Tarea pendiente A:
Explica por qué, según la nota sobre la cuarentena, no debemos ponernos a organizar la guerra contra el virus.
Tarea pendiente B:
Enumera todo lo que, según la nota sobre la cuarentena, no somos.
Tarea pendiente C:
Continúa la nota sobre la cuarentena a partir de su última oración.

Texto fuente:
^^^^^^^^
15 de marzo de 2020 • 01:15
Comer, rezar y amar, receta para la cuarentena
LA NACION
A ver, señores, señoras, chicos y chicas, aprendamos en forma urgente, ya mismo, a organizarnos. No a organizar la guerra contra este virus de origen chino y pasaporte diplomático, porque no sabemos nada, no somos infectólogos, ni sanitaristas, ni chinos. Sí somos bastante italianos, pero en este caso no sé si aplica.
Tenemos que aprender a organizar nuestro tiempo libre y nuestro encierro. El desafío de la hora es ese: administrar con sabiduría la prisión domiciliaria que estamos empezando a vivir y que podría agudizarse y prolongarse vaya a saber cuánto. Aprender a manejarnos en esta coyuntura ha pasado a ser un tema de salud pública: o lo hacemos bien o podemos enloquecer. Y enloquecer a los demás. Sospecho que se está multiplicando el número de infectados: gente que viraliza su paranoia (o su hiperresponsabilidad, no sé) o que convierte sus horas en blanco en un arma de destrucción masiva. De hecho, creo que me puse a escribir esta nota hoy, un sábado espantosamente lluvioso, porque en mi casa ya están hartos de que les cuente, una y otra vez, los breaking news de la pandemia.
Van cinco reflexiones, cinco sugerencias, que también tienen algo de alerta y de reclamo.
^^^^^^^^
Datos mostrados:

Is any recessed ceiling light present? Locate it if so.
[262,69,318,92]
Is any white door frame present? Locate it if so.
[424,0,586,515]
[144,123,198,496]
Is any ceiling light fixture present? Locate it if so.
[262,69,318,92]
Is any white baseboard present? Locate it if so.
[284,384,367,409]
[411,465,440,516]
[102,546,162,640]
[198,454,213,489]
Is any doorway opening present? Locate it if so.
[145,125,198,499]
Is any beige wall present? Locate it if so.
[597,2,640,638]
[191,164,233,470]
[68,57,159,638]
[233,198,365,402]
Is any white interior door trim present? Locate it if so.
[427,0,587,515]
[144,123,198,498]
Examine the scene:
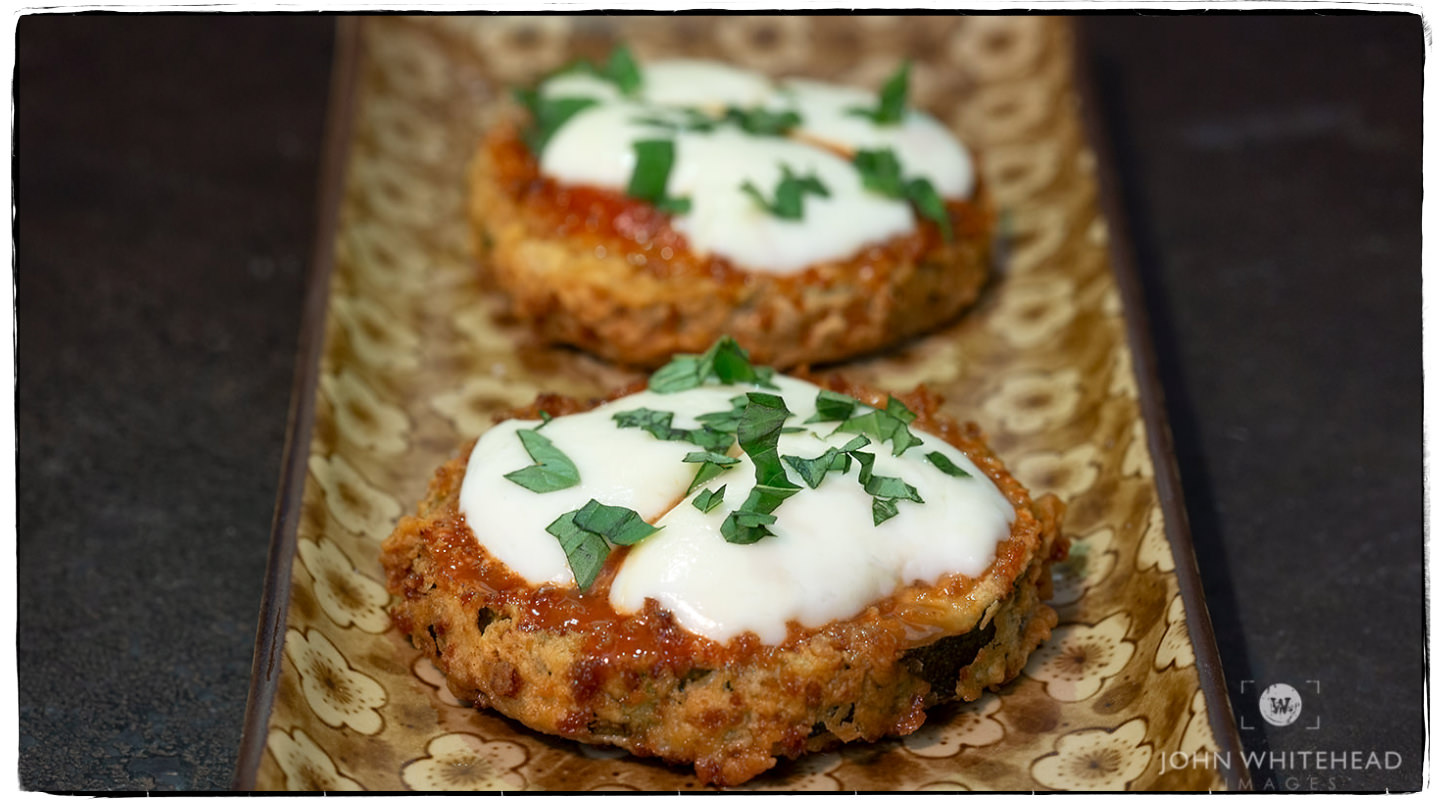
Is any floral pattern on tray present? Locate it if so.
[255,16,1224,791]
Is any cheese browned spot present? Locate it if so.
[383,379,1066,784]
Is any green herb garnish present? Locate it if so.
[544,509,611,591]
[649,336,775,393]
[852,148,955,242]
[611,408,734,453]
[805,391,860,425]
[845,59,910,125]
[924,450,971,479]
[852,148,904,200]
[720,392,801,545]
[850,451,924,526]
[575,497,660,546]
[835,396,920,455]
[544,497,660,591]
[625,140,690,213]
[740,164,829,219]
[516,89,599,154]
[685,451,740,494]
[696,393,749,434]
[780,435,870,489]
[690,484,726,515]
[904,177,955,242]
[505,425,580,493]
[870,497,900,526]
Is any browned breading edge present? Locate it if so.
[469,125,992,369]
[382,378,1066,785]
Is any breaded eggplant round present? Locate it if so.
[382,367,1066,785]
[469,57,995,369]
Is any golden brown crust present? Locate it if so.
[382,378,1066,785]
[469,124,994,369]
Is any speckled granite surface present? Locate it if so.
[14,16,1424,791]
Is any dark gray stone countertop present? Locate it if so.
[13,14,1427,793]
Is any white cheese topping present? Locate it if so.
[459,376,1015,644]
[540,59,975,275]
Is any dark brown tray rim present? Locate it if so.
[1070,17,1251,790]
[232,16,1250,791]
[232,16,360,790]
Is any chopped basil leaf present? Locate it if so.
[835,405,920,455]
[505,425,580,493]
[685,446,740,494]
[611,408,734,453]
[724,107,801,135]
[544,497,660,591]
[720,392,801,545]
[904,177,955,242]
[602,45,641,95]
[805,391,860,425]
[780,447,850,489]
[611,408,675,441]
[649,336,775,393]
[847,59,910,125]
[740,164,829,219]
[865,476,924,503]
[854,148,904,200]
[870,497,900,526]
[924,451,971,479]
[575,497,660,546]
[516,89,599,156]
[720,484,799,546]
[690,486,724,515]
[850,450,924,526]
[886,396,914,425]
[544,509,611,591]
[736,392,799,489]
[696,393,749,434]
[625,140,675,203]
[854,148,955,242]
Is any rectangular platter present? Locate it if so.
[235,16,1241,791]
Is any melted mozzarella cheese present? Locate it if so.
[772,79,975,199]
[540,59,973,275]
[461,376,1015,644]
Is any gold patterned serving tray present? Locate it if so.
[236,16,1240,791]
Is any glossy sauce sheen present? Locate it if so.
[459,378,1015,647]
[539,61,975,275]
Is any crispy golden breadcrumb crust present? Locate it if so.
[382,378,1066,785]
[469,124,994,369]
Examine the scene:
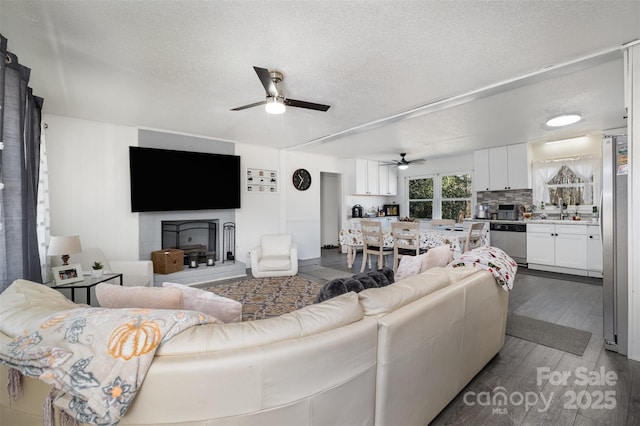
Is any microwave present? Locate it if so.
[382,204,400,216]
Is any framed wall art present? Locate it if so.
[246,169,278,193]
[51,264,84,285]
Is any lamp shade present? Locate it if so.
[47,235,82,265]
^^^^^^^^
Respuesta A:
Porque no sabemos nada del tema: no somos infectólogos, ni sanitaristas, ni chinos.

Respuesta B:
- Infectólogos
- Sanitaristas
- Chinos

Respuesta C:
Qué tal si aflojamos con las redes. ¡Y yo soy un ávido consumidor de redes! Digo, es lógico que la combinación de coronavirus, que es un temón, y tiempo libre movilicen nuestras neuronas y nuestra sociabilidad. Es normal que por estas horas aumente el tráfico, que contemos novedades sobre el Covid-19, que nos demos consejos y compartamos experiencias. Que mandemos chistes (me gustó ese del tipo que fue descubierto por su mujer cuando estaba con una cuarentona, y él adujo que había leído mal el protocolo). Todo bien. Pero a la intensidad que se está viendo en los chats le faltan centímetros para convertirse en patológica. Un amigo lo resumió con una expresión que, creo, sacó de Don Quijote: "Cuánta gente al pedo". Por ejemplo, no nos veamos obligados a reenviar todo lo que recibimos. Seamos selectivos. Hay videítos, como el del chico que está haciendo un control sanitario en Ezeiza y se le cuelan todos porque él solo le presta atención a su telefonito, que ya me llegó 10 veces.
En línea con lo anterior, si la cosa se complica y nos vemos obligados a quedarnos en casa, como en realidad ya está pasando por la suspensión de tantas y tantas actividades, enfrentamos un riesgo: la desconexión física con el mundo exterior puede llevarnos a una hiperconectividad digital. Me lo dijo recién un amigo que, por haber hecho la semana pasada una escala aérea en Madrid, está en cuarentena (cuarentena: él sí leyó bien el protocolo): "Llevo siete días encerrado y me paso horas frente a las pantallas, saltando de un sitio en otro, buscando noticias de todo el mundo y chateando como nunca lo había hecho. El coronavirus me está robando los días".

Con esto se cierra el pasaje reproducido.